▽

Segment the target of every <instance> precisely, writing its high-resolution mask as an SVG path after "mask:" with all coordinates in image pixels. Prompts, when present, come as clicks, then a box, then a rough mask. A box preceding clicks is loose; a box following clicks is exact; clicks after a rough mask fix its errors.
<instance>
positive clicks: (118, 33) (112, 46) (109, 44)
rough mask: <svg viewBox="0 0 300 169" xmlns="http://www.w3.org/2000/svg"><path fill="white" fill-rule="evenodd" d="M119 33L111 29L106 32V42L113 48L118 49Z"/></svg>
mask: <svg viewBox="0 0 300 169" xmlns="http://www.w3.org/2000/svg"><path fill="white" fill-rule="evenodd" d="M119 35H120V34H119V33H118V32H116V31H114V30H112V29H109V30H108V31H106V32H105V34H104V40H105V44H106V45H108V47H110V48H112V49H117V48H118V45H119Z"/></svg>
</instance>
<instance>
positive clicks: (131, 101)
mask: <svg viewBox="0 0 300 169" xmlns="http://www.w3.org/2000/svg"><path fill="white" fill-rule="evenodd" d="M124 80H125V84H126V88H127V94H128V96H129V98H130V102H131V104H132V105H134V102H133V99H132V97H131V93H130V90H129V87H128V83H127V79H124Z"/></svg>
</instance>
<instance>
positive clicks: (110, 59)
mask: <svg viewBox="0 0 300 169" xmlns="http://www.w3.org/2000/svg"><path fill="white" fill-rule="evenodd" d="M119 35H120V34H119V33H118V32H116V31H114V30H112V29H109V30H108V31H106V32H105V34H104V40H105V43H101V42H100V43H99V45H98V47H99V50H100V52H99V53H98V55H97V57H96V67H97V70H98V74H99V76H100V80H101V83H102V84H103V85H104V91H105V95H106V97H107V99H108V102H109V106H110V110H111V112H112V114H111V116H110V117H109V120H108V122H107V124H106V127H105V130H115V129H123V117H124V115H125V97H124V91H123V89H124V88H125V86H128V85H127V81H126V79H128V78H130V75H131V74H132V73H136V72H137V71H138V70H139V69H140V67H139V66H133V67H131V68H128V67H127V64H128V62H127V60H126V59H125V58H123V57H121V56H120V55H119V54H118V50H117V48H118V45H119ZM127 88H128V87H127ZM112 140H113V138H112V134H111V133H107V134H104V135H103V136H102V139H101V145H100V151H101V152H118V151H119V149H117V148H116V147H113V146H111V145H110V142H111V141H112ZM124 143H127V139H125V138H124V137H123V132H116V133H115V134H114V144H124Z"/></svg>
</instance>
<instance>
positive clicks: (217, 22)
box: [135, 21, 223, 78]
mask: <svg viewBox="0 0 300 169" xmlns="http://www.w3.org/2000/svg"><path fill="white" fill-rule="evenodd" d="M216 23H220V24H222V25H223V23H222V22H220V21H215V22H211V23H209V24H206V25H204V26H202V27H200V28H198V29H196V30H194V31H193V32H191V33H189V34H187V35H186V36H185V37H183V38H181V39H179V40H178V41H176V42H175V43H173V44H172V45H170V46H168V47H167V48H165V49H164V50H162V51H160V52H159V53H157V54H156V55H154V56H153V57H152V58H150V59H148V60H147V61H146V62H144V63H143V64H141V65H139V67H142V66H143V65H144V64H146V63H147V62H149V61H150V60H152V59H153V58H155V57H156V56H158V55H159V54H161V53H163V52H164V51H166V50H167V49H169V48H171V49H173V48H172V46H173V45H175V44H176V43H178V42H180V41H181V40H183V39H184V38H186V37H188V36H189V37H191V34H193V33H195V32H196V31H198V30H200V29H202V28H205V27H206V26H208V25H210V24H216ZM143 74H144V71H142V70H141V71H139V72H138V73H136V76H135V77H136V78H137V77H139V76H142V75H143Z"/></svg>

△

■ **ACTIVITY**
All entries are to be output exactly as they stand.

■ **ANSWER**
Segment the target of every <instance> precisely, writing its high-resolution mask as an SVG path after "mask:" with all coordinates in image pixels. Prompts, when present, come as clicks, then a box, then a rough mask. A box preceding clicks is loose; a box following clicks is exact; clicks after a rough mask fix its errors.
<instance>
positive clicks: (118, 33) (112, 46) (109, 44)
rough mask: <svg viewBox="0 0 300 169" xmlns="http://www.w3.org/2000/svg"><path fill="white" fill-rule="evenodd" d="M119 33L111 29L106 32V42L113 48L118 49Z"/></svg>
mask: <svg viewBox="0 0 300 169" xmlns="http://www.w3.org/2000/svg"><path fill="white" fill-rule="evenodd" d="M119 35H120V34H119V33H118V32H116V31H114V30H112V29H109V30H108V31H106V32H105V34H104V40H105V44H106V45H108V47H110V48H112V49H117V48H118V45H119Z"/></svg>
</instance>
<instance>
positive clicks: (131, 101)
mask: <svg viewBox="0 0 300 169" xmlns="http://www.w3.org/2000/svg"><path fill="white" fill-rule="evenodd" d="M124 80H125V84H126V88H127V94H128V96H129V98H130V102H131V104H132V105H134V102H133V99H132V97H131V93H130V90H129V87H128V83H127V79H124Z"/></svg>
</instance>
<instance>
positive clicks: (110, 59)
mask: <svg viewBox="0 0 300 169" xmlns="http://www.w3.org/2000/svg"><path fill="white" fill-rule="evenodd" d="M119 35H120V34H119V33H118V32H116V31H114V30H112V29H109V30H108V31H106V32H105V34H104V40H105V43H101V42H100V43H99V45H98V47H99V50H100V52H99V53H98V55H97V57H96V67H97V70H98V74H99V76H100V80H101V83H102V84H103V85H104V91H105V95H106V97H107V99H108V102H109V106H110V110H111V112H112V114H111V116H110V117H109V120H108V122H107V124H106V127H105V130H115V129H123V117H124V115H125V97H124V91H123V89H124V88H125V86H128V85H127V81H126V79H128V78H130V75H131V74H132V73H136V72H137V71H138V70H139V69H140V67H139V66H133V67H131V68H128V67H127V64H128V62H127V60H126V59H125V58H123V57H121V56H120V55H119V54H118V50H117V48H118V45H119ZM127 88H128V87H127ZM112 140H113V138H112V134H111V133H107V134H104V135H103V136H102V139H101V145H100V151H101V152H118V151H119V149H117V148H116V147H113V146H111V145H110V142H111V141H112ZM124 143H127V139H125V138H124V137H123V132H116V133H115V134H114V144H124Z"/></svg>
</instance>
<instance>
positive clicks: (217, 22)
box: [135, 21, 223, 78]
mask: <svg viewBox="0 0 300 169" xmlns="http://www.w3.org/2000/svg"><path fill="white" fill-rule="evenodd" d="M216 23H220V24H222V25H223V23H222V22H220V21H215V22H211V23H209V24H206V25H204V26H202V27H200V28H198V29H196V30H194V31H193V32H191V33H189V34H187V35H186V36H185V37H183V38H181V39H179V40H178V41H176V42H175V43H173V44H172V45H170V46H168V47H167V48H165V49H164V50H162V51H160V52H159V53H157V54H156V55H154V56H153V57H152V58H150V59H148V60H147V61H146V62H144V63H143V64H141V65H139V67H142V66H143V65H144V64H146V63H147V62H149V61H150V60H152V59H153V58H155V57H156V56H158V55H159V54H161V53H163V52H164V51H166V50H167V49H169V48H171V49H173V48H172V46H173V45H175V44H176V43H178V42H180V41H181V40H183V39H184V38H186V37H188V36H189V37H191V34H193V33H195V32H196V31H198V30H200V29H202V28H205V27H206V26H208V25H210V24H216ZM143 74H144V71H142V70H141V71H139V72H138V73H136V76H135V77H136V78H137V77H139V76H142V75H143Z"/></svg>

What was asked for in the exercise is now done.